**YOUR OBJECTIVE**:
In the records, find every line with the word "short" and copy it out.

----- GIVEN RECORDS

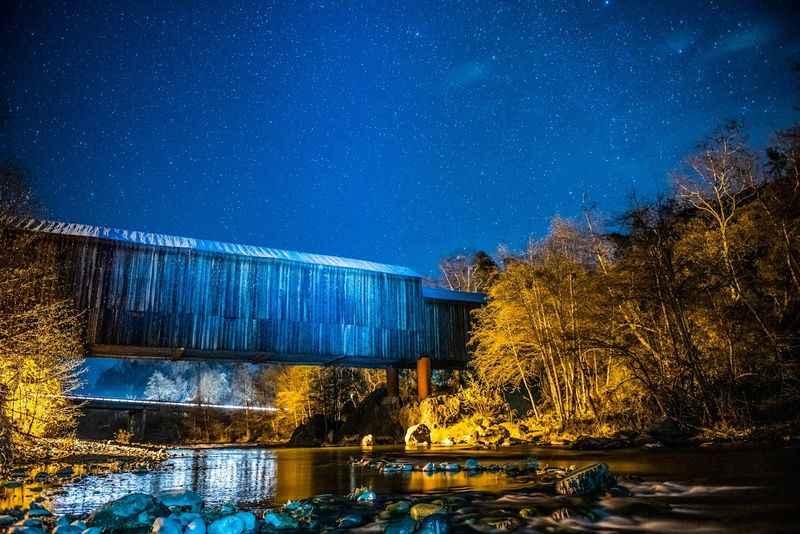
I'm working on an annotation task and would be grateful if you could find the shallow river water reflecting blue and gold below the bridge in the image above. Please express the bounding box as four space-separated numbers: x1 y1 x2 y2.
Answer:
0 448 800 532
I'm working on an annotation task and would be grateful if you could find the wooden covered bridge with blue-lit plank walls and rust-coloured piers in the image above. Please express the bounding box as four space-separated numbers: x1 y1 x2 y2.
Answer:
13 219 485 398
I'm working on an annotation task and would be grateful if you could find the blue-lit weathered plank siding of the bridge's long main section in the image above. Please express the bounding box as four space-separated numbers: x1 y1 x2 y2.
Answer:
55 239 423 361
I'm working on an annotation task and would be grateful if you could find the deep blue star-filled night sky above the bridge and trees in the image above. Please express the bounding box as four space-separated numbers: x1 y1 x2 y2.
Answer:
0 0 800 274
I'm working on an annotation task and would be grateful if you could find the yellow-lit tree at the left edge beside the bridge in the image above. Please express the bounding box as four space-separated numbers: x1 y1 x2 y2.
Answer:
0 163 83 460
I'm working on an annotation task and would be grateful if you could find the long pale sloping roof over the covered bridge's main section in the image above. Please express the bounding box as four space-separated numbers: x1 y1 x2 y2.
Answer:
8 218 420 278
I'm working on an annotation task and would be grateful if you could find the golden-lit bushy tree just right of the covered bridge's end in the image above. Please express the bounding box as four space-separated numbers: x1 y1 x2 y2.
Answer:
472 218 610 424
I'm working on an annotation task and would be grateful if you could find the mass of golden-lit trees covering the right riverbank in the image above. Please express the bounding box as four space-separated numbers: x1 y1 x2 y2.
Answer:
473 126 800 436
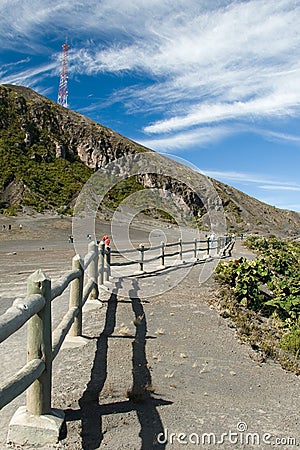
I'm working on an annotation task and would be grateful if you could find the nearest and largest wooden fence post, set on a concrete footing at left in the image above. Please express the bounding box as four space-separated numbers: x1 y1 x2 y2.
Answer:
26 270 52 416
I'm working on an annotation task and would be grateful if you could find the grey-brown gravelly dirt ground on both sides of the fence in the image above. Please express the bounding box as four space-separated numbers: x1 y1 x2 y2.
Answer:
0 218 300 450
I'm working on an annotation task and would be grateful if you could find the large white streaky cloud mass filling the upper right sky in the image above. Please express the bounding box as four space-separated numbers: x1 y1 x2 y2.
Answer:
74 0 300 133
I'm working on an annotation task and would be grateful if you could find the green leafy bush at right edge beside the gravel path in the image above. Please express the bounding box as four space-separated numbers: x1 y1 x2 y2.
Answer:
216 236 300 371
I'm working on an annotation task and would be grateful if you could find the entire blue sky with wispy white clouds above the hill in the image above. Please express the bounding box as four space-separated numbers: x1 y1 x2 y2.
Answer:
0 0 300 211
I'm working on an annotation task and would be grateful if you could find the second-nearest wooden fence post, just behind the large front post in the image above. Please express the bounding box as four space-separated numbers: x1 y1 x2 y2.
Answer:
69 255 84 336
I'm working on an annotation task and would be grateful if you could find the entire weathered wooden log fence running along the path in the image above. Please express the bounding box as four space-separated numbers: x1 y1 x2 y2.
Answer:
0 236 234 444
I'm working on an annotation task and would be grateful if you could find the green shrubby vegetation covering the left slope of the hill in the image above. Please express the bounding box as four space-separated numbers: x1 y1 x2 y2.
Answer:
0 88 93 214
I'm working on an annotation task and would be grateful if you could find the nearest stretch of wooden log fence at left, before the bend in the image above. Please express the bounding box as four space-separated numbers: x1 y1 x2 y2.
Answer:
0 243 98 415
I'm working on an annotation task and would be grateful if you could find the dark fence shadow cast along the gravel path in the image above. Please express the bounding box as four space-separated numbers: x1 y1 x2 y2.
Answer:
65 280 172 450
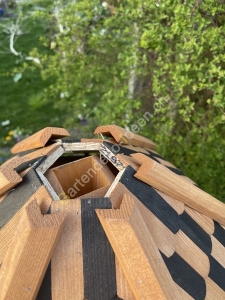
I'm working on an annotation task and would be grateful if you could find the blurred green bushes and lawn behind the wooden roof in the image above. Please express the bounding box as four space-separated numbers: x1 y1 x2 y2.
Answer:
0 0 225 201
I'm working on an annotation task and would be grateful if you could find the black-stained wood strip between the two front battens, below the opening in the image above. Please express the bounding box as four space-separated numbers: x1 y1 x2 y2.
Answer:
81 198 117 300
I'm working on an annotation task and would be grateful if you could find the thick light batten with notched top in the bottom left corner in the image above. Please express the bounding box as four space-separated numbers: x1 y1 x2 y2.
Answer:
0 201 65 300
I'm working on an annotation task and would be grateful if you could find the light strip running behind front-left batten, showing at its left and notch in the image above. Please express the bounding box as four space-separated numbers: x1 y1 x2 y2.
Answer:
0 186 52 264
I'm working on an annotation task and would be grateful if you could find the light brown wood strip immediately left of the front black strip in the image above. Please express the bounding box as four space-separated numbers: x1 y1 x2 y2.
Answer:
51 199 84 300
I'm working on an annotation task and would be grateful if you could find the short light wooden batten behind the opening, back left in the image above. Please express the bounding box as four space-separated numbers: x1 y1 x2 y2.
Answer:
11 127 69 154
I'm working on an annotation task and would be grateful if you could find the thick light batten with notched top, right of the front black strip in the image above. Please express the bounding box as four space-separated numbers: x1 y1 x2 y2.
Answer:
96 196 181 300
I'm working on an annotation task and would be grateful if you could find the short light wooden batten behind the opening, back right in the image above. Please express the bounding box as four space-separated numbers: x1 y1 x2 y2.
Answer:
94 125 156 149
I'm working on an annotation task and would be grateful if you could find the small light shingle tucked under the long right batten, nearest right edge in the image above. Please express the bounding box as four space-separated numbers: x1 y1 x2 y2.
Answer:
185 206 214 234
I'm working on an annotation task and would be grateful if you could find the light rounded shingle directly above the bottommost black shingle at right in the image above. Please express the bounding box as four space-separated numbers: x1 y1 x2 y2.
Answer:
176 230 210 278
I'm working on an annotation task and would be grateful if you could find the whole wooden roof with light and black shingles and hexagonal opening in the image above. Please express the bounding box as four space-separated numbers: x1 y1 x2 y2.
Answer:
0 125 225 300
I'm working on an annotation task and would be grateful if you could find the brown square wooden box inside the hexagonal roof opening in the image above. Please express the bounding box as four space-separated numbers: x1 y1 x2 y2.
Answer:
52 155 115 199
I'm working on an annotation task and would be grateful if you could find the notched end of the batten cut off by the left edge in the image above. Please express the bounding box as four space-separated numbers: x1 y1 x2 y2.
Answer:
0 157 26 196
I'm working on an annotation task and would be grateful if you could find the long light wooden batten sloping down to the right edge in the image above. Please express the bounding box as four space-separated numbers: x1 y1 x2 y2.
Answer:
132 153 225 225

----------
----- GIVEN RECORDS

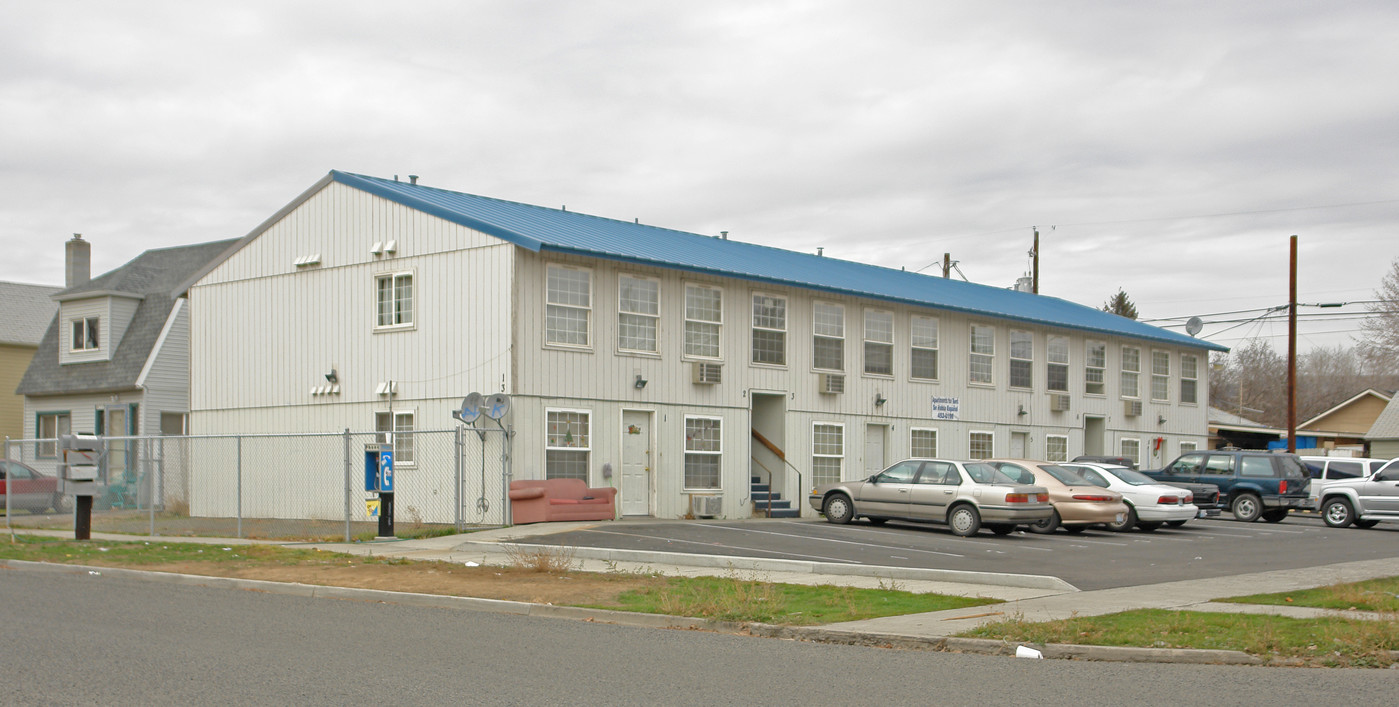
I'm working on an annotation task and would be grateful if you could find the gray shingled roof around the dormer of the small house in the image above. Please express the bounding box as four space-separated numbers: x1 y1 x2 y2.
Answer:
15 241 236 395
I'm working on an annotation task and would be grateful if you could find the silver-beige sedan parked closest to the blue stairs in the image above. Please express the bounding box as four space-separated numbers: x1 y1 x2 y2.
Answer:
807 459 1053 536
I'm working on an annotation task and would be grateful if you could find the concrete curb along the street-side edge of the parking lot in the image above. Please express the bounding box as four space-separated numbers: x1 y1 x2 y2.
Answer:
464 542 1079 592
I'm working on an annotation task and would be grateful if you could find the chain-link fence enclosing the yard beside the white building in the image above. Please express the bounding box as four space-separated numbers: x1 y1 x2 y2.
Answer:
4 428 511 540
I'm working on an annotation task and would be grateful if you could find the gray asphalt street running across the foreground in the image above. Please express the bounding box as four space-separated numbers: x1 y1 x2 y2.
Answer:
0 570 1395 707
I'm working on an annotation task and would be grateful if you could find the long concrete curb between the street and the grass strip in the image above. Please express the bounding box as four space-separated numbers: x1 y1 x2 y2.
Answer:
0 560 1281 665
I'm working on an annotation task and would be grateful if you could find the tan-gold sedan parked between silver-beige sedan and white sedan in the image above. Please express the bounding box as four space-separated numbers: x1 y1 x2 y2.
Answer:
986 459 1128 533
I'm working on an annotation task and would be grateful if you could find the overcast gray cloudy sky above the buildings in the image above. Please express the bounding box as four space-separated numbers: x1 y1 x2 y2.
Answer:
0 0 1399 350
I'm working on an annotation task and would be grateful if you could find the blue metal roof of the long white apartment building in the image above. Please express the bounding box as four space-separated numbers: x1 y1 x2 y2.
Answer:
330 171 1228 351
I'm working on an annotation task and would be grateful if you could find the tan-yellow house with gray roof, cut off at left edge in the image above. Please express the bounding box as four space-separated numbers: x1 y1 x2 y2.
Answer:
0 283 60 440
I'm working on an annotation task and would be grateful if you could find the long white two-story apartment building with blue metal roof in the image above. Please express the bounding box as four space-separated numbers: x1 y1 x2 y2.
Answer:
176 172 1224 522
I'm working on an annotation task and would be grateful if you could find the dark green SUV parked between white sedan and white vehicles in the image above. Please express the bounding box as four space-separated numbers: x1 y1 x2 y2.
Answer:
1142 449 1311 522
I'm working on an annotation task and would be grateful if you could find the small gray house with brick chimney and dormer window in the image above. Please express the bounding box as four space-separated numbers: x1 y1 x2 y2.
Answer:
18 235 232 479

----------

**REPLY**:
I'm working on an annotation task and would be grateful if you could find the short light wooden batten behind the opening, back left in the image above. Please express the bounding box as four space-separated numbers: x1 y1 x2 y2.
I'm working on an annotation task and would be grateful if you could find the short light wooden batten behind the opening, back right in the image above. Please express the bounding box as four space-separated numbers: x1 y1 x2 y2.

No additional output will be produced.